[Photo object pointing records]
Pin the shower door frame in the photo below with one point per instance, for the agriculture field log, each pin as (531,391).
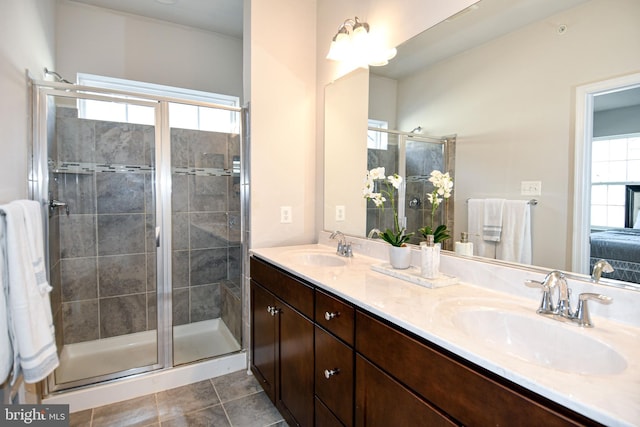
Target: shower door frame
(38,181)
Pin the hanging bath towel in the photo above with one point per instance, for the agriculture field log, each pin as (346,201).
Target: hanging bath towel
(475,225)
(6,350)
(515,245)
(35,351)
(492,227)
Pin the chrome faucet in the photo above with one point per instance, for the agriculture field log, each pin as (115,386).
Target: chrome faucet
(602,266)
(562,310)
(344,248)
(374,232)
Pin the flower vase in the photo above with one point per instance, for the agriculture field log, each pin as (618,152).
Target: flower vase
(400,257)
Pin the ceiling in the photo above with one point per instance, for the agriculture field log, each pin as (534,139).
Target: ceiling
(225,17)
(220,16)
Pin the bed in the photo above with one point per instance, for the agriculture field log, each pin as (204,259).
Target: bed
(621,248)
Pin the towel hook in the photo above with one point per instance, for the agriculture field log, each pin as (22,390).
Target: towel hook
(55,204)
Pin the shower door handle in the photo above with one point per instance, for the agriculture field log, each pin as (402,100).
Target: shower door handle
(55,204)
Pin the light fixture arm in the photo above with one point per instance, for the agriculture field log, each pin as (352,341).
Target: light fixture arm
(353,41)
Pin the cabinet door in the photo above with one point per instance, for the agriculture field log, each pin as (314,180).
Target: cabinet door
(263,338)
(334,375)
(382,401)
(295,393)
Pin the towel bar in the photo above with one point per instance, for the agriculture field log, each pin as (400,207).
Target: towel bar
(532,202)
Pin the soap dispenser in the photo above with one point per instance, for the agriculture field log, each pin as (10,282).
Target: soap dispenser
(430,257)
(464,246)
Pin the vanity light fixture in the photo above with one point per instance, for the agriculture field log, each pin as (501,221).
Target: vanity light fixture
(354,43)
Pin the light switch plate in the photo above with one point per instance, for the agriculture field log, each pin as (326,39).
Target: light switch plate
(285,215)
(531,188)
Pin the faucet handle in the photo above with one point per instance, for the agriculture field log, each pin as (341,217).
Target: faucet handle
(546,305)
(582,312)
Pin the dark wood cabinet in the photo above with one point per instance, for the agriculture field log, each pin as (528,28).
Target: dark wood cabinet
(334,354)
(285,368)
(263,339)
(325,362)
(382,401)
(463,391)
(334,375)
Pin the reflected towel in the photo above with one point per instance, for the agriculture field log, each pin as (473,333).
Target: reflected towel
(492,227)
(515,245)
(29,307)
(475,225)
(6,350)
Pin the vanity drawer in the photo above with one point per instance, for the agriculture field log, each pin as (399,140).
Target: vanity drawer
(462,390)
(334,375)
(295,293)
(324,417)
(335,316)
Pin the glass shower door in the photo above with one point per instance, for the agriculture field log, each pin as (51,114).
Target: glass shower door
(102,235)
(206,242)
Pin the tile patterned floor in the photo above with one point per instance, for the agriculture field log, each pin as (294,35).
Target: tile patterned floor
(233,400)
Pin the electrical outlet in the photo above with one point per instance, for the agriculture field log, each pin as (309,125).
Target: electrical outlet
(285,215)
(531,188)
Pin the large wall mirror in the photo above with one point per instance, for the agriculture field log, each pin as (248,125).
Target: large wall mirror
(502,76)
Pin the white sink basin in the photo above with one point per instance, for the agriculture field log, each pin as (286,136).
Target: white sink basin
(319,259)
(539,341)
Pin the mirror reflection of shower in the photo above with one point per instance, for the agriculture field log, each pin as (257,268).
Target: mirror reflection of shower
(412,156)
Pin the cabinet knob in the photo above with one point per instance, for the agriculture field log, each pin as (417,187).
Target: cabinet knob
(328,373)
(330,316)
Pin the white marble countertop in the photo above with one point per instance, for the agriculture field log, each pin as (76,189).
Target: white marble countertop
(611,398)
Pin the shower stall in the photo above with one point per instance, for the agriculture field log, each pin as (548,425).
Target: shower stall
(144,225)
(412,156)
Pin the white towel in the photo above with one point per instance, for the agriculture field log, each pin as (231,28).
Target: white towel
(29,307)
(475,225)
(515,245)
(6,350)
(492,227)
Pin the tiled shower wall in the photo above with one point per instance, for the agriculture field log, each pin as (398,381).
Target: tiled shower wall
(107,242)
(421,159)
(206,256)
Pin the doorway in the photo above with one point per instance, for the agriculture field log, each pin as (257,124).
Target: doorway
(586,98)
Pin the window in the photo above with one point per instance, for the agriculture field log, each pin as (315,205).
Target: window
(615,163)
(180,115)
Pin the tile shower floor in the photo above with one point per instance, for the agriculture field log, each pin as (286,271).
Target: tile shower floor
(234,399)
(194,341)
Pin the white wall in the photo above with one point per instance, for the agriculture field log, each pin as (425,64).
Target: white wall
(283,111)
(392,21)
(27,40)
(100,41)
(345,104)
(514,115)
(383,93)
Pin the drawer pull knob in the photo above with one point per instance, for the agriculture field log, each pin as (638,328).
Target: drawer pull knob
(328,373)
(329,316)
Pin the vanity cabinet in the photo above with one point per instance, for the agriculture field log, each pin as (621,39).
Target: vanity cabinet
(448,385)
(282,341)
(326,362)
(334,358)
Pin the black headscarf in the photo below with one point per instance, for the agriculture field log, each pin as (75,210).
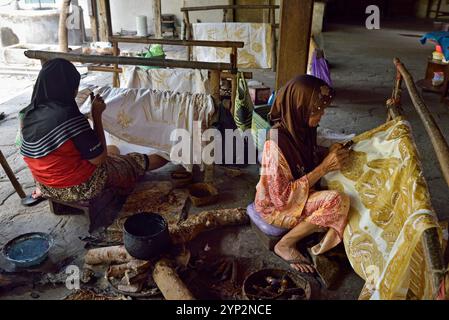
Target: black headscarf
(52,117)
(290,113)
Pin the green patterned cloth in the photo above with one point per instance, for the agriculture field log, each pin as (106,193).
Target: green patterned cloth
(244,107)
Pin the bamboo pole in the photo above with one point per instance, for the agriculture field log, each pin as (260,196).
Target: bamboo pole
(228,7)
(157,18)
(115,78)
(11,176)
(164,63)
(436,137)
(430,238)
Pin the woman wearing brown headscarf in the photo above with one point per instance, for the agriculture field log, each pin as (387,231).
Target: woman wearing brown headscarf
(292,165)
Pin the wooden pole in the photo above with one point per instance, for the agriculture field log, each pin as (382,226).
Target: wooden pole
(188,31)
(11,176)
(273,39)
(294,39)
(92,9)
(436,137)
(115,78)
(157,19)
(177,42)
(62,30)
(431,243)
(104,23)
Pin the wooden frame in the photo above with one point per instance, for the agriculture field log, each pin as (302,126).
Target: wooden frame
(431,244)
(225,8)
(230,74)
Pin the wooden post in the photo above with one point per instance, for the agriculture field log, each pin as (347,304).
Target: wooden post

TASK TO CARRY OUT: Rewrite all the lines above, changing every "agriculture field log" to "farm survey log" and keeping everything else the same. Leave the pictures out of your output.

RESULT FOR THIS TASK:
Pin the shower door frame in the photo below with one point per instance, for the farm survey log, each pin as (531,391).
Target: shower door frame
(38,181)
Pin the hanging bath towel in the photo above with one point per instance, for the farm survey log, each pin as (346,201).
Target: hanging bath towel
(475,225)
(6,350)
(515,245)
(35,351)
(492,227)
Pin the chrome faucet in the photo above with one point per instance, for the farm survey log, each pin as (115,386).
Target: chrome faucet
(602,266)
(562,310)
(344,248)
(374,232)
Pin the flower vase in the photo above with one point per instance, for the farm survey log, each pin as (618,152).
Target: flower vase
(400,257)
Pin the ceiling in the photo above with one point per instance, for the farm survey log, each pin as (534,139).
Target: ceiling
(225,17)
(220,16)
Pin the bed in the photo above with one point per instance, for the farm survey log, each pin as (204,259).
Target: bed
(621,248)
Pin the towel hook in the photo above with one point per instance, for the farm survey log, each pin as (22,390).
Target: towel hook
(55,204)
Pin the shower door handle in the photo above with one point per instance, for the farm survey log, each pin as (402,100).
Target: shower door handle
(55,204)
Pin the light fixture arm in the photo above with one point per instance, for the farm survey log, each pin as (352,341).
Target: light fixture arm
(353,41)
Pin the cabinet door in the photo above with one point per instance, for the farm survey log, each pin as (314,180).
Target: cabinet door
(263,338)
(334,375)
(382,401)
(295,393)
Pin the towel bar in the photo above with one point per instance, for the farm survey log, each pin as (400,207).
Target: towel bar
(532,202)
Pin the soap dispenser in the photo above with one point per instance, for the farm survey log, each pin as (10,282).
Target: soap dispenser
(430,257)
(464,246)
Pin the vanity light fixture in the photo above with one point per instance, for the farm survey log, each pin as (501,221).
Target: vanity light fixture
(354,43)
Pin the light switch plate in the photo above with one point per instance, for the farm survey log, each pin as (326,39).
Target: light switch plate
(285,215)
(531,188)
Pin the faucet handle in the photo above with one point per instance, for the farm survey log, each pin as (341,217).
Target: faucet handle
(546,305)
(582,312)
Pin the dark wood cabinet in the photo above with one point per instance, for the farm survey log, each pin as (528,28).
Target: dark wood cabinet
(334,354)
(285,368)
(263,339)
(325,362)
(382,401)
(463,391)
(334,375)
Pin the reflected towel in the photo above with one point per instance, for the farm survey log, each pin as (473,333).
Target: reflected towel
(492,227)
(515,245)
(29,307)
(475,225)
(6,350)
Pin the vanity drawer in the photo above with one point per instance, for the farm survey log, each pin as (399,140).
Target: vanity drawer
(462,390)
(334,375)
(295,293)
(324,417)
(335,316)
Pin the glass shower door in the photo above with one point per instance, for the farm survey log, each pin as (51,114).
Target: glass shower door
(102,235)
(206,242)
Pin the tile patterned floor in the photo above with one point per instance, for the farm survey log, each pin as (294,35).
Target: tile patterned floor
(233,400)
Pin the electrical outlet in the photo above with one point per instance, for the farm survey log, each pin as (309,125).
Target: electrical outlet
(285,215)
(531,188)
Pin the large wall mirror in the photo above with one point per instance, for the farm survey log, each pin as (248,125).
Target: large wall mirror
(502,76)
Pin the white sink basin in the photo above with one point per instance, for the farm survey log, each pin as (286,136).
Target: white sink basin
(319,259)
(539,341)
Pin the mirror reflection of shower in the photo above with one point per instance, for the farm survey log, each pin as (257,268).
Target: mirror reflection of shower
(412,156)
Pin the cabinet knob in the photo above with one point per instance, for the farm survey log, each pin as (417,187).
Target: cabinet knob
(328,373)
(330,316)
Pin the white marble countertop in the photo above with one point per instance, for the farm survey log, each pin as (76,189).
Target: white marble countertop
(611,398)
Pin the shower stall in the photo above with one point per instance, for the farm survey log, each pin as (548,425).
Target: shower stall
(144,225)
(412,156)
Pin the white towel in the photo above with one point per instance, for the farm survey log, each pin as (231,28).
Target: white towel
(29,307)
(475,225)
(515,245)
(6,350)
(492,227)
Pin the tiled shower wall in the photo above with one point per instance, for the farm survey log, each pin as (398,381).
Target: tiled shower wall
(107,242)
(421,159)
(206,256)
Pin the doorway in the photo above with one point per instance, for the farm survey log, each pin as (257,124).
Target: doorway
(586,98)
Pin the window in the photo above with one point per instance, for the farm survey log, each pin as (315,205).
Target: window
(615,163)
(180,115)
Pin the tile shower floor in the photo above with one point per instance, for the farm survey log, each pin as (286,271).
Target: tile shower floor
(234,399)
(194,341)
Pin the white wall in the photo above with one point per instance, for the farm survey log, each pin as (425,64).
Target: white wall
(283,111)
(392,21)
(27,40)
(100,41)
(345,104)
(514,115)
(383,93)
Pin the drawer pull knob in the photo above with one point per instance, for the farm survey log, each pin as (638,328).
Target: drawer pull knob
(328,373)
(329,316)
Pin the vanity cabinet in the photo above with one point per instance, for the farm survey log, each pin as (621,39).
Target: vanity cabinet
(448,385)
(282,341)
(326,362)
(334,358)
Pin the black headscarf in the photo below with one point per instance, for the farm survey log, each pin as (75,210).
Target: black headscarf
(52,117)
(290,113)
Pin the green patterned cloth in the photo above with one point per instance, for the farm survey log, each pin as (106,193).
Target: green patterned cloth
(244,107)
Pin the bamboo pole in the photo above with one point per instance, for the farm survey log, each pin as (260,196).
Target: bamboo pole
(228,7)
(157,18)
(115,78)
(11,176)
(164,63)
(436,137)
(430,238)
Pin the woman wearing brown headscarf in the photo above with one point per instance, for the farm survey log, each pin as (387,231).
Target: woman wearing brown headscarf
(292,165)
Pin the wooden pole in the photo above with one point per instance, for the farm survey log, each pin as (382,226).
Target: wooden pole
(188,31)
(11,176)
(273,39)
(294,39)
(92,9)
(436,137)
(115,78)
(157,19)
(177,42)
(62,30)
(431,243)
(104,23)
Pin the wooden frame in the photo above with one point per instance, for the farm survey log, each pin as (302,126).
Target: wooden frame
(431,244)
(225,8)
(230,74)
Pin the wooden post in the photo above with one point per instance, for the farm survey log, each pin as (347,304).
Target: wooden post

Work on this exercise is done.